▸ **Exercise brief**
Write out each record exactly as given, but do not include the pictures.

▸ **Entries supplied**
=== Section Start ===

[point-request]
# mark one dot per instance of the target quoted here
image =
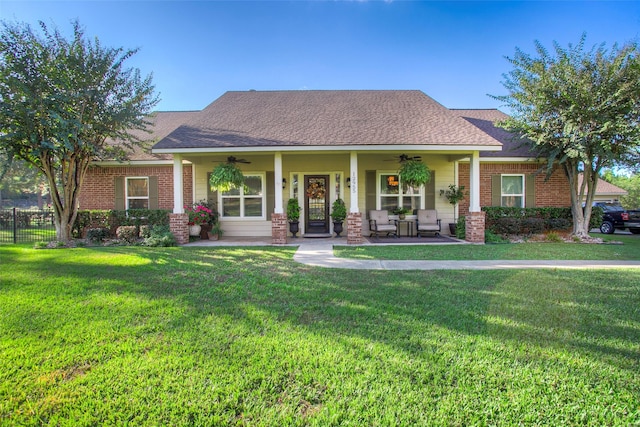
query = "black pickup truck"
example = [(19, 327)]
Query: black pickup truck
[(615, 217)]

=== Section End ===

▸ **Exercise solution**
[point-request]
# mark one dot per instance of the target quoted here
image =
query = "black pickup truck"
example = [(19, 327)]
Query: black pickup truck
[(615, 217)]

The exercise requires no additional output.